GIVEN INSTRUCTION A:
According to the article below, how many portraits make up the removed work?

Santiago Sierra, "Political Prisoners in Contemporary Spain" (2018) on view at the Helga de Alvear booth during the installation of Madrid's ARCO art fair (courtesy the artist and Helga de Alvear)

Santiago Sierra, “Political Prisoners in Contemporary Spain” (2018) on view at the Helga de Alvear booth during the installation of Madrid’s ARCO art fair (courtesy the artist and Helga de Alvear)

A provocative installation by the Spanish conceptual artist Santiago Sierra has been removed from ARCO, Spain’s foremost contemporary art fair, before the fair even opened to the public.

The work, “Political Prisoners in Contemporary Spain” (2018), consists of 24 pixelated photographic portraits of various political figures currently imprisoned in Spain, including deposed Catalan vice-president Oriol Junqueras and two puppeteers — Raul Garcia and Alfonso Lazaro — who, according to  The Local, were arrested in 2016 for referencing the Basque separatist organization ETA in a performance. During today’s press preview of the fair, its organizers asked Sierra’s dealer, Madrid gallerist Helga de Alvear, to remove the work.

INFORMATION GIVEN:
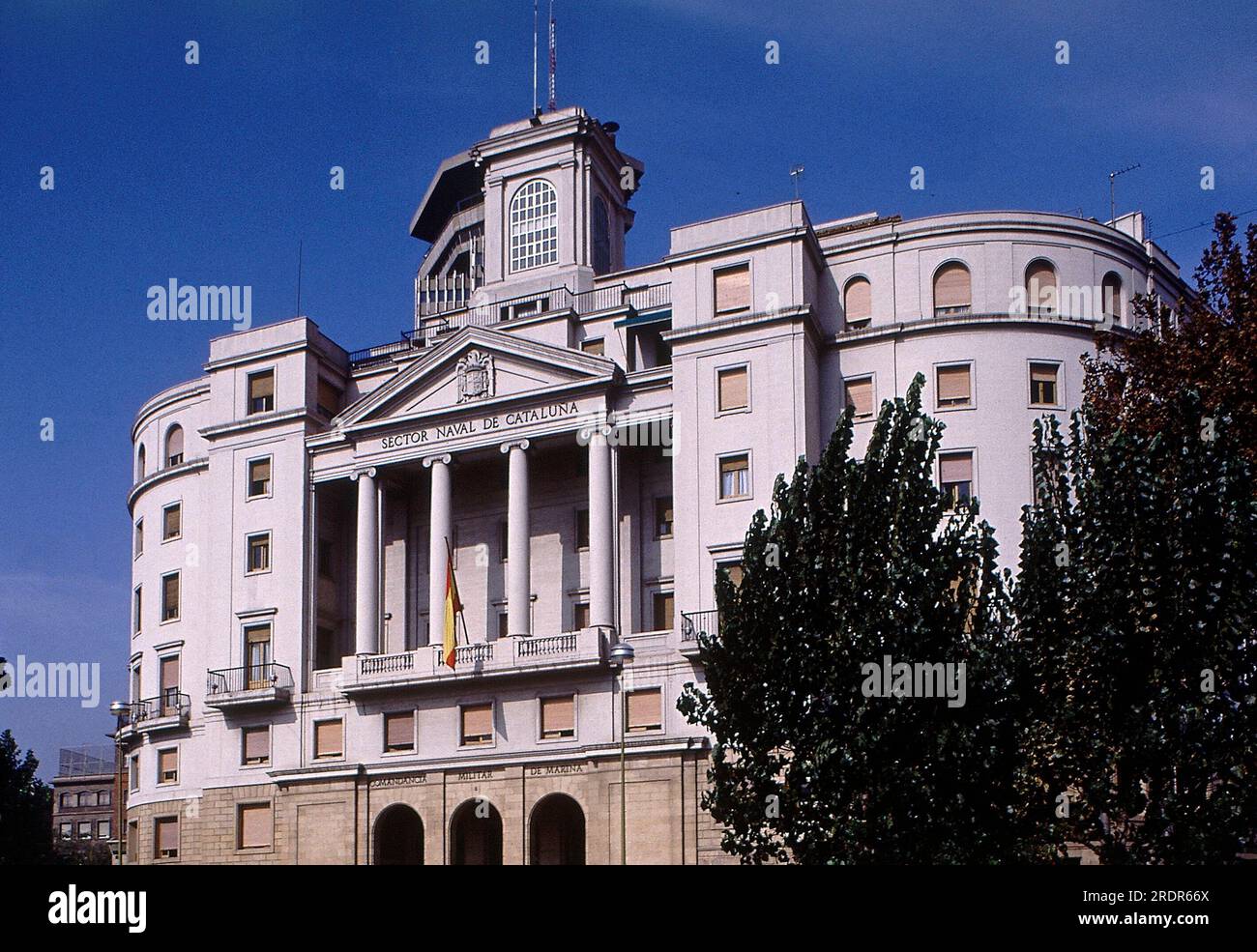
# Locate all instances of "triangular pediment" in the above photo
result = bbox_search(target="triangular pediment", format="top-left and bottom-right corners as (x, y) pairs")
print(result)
(334, 328), (617, 431)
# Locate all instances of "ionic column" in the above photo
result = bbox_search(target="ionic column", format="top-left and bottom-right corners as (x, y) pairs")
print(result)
(590, 429), (616, 628)
(502, 440), (532, 634)
(349, 466), (380, 654)
(424, 453), (453, 645)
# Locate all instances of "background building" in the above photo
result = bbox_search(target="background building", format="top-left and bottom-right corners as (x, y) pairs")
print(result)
(123, 108), (1183, 863)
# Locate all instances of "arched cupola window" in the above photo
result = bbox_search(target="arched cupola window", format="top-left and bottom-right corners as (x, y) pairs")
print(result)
(511, 179), (558, 272)
(166, 423), (184, 466)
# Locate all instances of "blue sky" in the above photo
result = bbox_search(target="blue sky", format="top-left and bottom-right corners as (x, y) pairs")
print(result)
(0, 0), (1257, 776)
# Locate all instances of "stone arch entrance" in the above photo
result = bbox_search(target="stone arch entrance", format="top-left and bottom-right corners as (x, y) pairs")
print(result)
(450, 797), (502, 867)
(528, 793), (585, 867)
(372, 804), (424, 867)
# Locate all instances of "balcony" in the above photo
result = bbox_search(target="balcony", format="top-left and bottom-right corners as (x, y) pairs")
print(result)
(340, 628), (606, 697)
(682, 609), (720, 658)
(205, 662), (293, 711)
(122, 689), (192, 734)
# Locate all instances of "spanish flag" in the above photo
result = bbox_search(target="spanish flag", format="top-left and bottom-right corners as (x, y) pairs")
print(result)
(443, 540), (462, 670)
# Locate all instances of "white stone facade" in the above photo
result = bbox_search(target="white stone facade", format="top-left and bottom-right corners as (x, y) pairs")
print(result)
(120, 108), (1183, 863)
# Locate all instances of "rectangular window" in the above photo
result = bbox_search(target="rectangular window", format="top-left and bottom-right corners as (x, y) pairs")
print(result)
(1030, 363), (1061, 407)
(459, 704), (493, 747)
(236, 804), (271, 849)
(161, 503), (184, 542)
(248, 456), (271, 499)
(655, 496), (673, 538)
(314, 718), (344, 760)
(628, 687), (663, 734)
(161, 571), (179, 621)
(720, 453), (750, 499)
(716, 366), (750, 414)
(240, 725), (271, 767)
(939, 452), (973, 508)
(158, 747), (179, 784)
(843, 377), (872, 419)
(385, 711), (415, 751)
(716, 562), (742, 588)
(541, 695), (575, 741)
(154, 817), (179, 859)
(712, 264), (750, 314)
(248, 370), (276, 416)
(159, 654), (179, 714)
(651, 591), (675, 632)
(317, 377), (343, 419)
(935, 364), (973, 407)
(244, 533), (271, 575)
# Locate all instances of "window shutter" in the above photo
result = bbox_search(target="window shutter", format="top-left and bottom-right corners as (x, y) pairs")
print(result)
(314, 721), (344, 758)
(843, 277), (872, 324)
(714, 265), (750, 314)
(846, 377), (872, 417)
(244, 727), (271, 761)
(385, 711), (415, 748)
(541, 695), (575, 737)
(934, 261), (973, 311)
(240, 804), (271, 849)
(628, 687), (662, 731)
(939, 453), (973, 482)
(717, 366), (750, 411)
(462, 705), (493, 743)
(938, 366), (971, 403)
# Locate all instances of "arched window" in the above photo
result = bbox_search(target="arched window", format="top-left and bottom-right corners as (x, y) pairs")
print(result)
(842, 277), (872, 331)
(934, 261), (973, 318)
(1026, 259), (1057, 315)
(166, 423), (184, 466)
(511, 179), (558, 272)
(1100, 272), (1122, 324)
(594, 194), (611, 274)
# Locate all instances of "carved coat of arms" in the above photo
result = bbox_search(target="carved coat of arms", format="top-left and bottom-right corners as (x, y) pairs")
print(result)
(457, 351), (494, 403)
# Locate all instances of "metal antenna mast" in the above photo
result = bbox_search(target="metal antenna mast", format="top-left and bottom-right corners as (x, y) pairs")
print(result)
(1109, 162), (1139, 221)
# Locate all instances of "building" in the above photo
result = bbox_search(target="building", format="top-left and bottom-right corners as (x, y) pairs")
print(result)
(53, 745), (121, 851)
(123, 108), (1183, 863)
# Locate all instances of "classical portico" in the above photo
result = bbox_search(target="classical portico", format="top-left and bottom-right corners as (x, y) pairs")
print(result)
(309, 328), (663, 666)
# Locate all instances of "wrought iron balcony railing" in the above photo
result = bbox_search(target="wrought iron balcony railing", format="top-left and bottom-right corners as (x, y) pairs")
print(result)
(205, 661), (293, 699)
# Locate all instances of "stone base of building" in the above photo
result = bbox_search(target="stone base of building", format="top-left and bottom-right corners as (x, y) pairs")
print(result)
(127, 751), (736, 865)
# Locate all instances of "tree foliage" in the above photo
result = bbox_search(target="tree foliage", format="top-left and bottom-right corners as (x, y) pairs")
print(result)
(679, 376), (1047, 863)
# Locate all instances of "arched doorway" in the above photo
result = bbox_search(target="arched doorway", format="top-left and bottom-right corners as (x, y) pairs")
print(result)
(528, 793), (585, 867)
(372, 804), (424, 867)
(450, 797), (502, 867)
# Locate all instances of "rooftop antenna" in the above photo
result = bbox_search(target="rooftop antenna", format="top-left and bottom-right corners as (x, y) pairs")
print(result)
(789, 166), (804, 201)
(545, 0), (557, 112)
(1109, 162), (1139, 221)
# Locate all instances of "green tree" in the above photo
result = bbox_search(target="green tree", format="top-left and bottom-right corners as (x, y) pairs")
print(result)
(679, 374), (1052, 863)
(1014, 390), (1257, 864)
(0, 730), (53, 865)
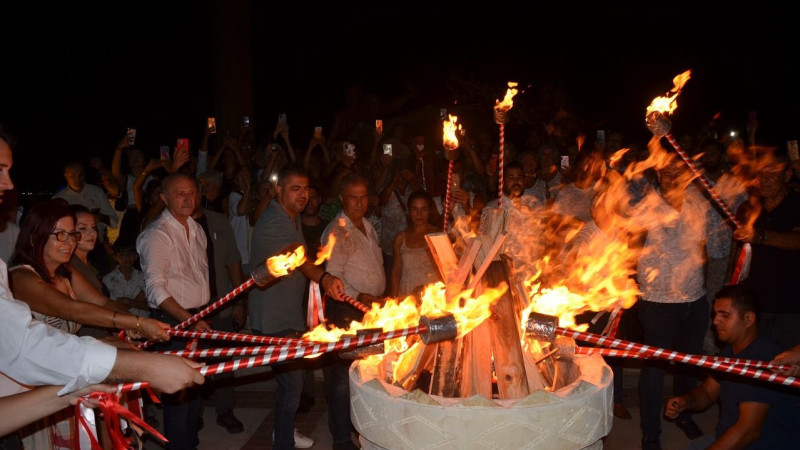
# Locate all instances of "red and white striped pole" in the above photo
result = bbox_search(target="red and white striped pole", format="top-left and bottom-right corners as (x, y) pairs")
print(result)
(576, 347), (792, 371)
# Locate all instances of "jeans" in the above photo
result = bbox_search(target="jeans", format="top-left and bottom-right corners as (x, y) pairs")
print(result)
(322, 353), (353, 444)
(150, 310), (203, 450)
(638, 296), (708, 438)
(253, 330), (306, 450)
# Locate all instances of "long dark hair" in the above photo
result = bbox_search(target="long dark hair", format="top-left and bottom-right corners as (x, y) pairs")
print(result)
(12, 198), (76, 283)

GIVEN INSTRUCTION B:
Return every line of the entries above that contains the word "doorway".

CORRECT RESULT A:
24 pixelated photographic portraits

CORRECT RESULT B:
# Locate all instances of "arched doorway" in the above photo
result = bbox_search(target="arched doorway", format="top-left and bottom-right corners as (x, y) pairs")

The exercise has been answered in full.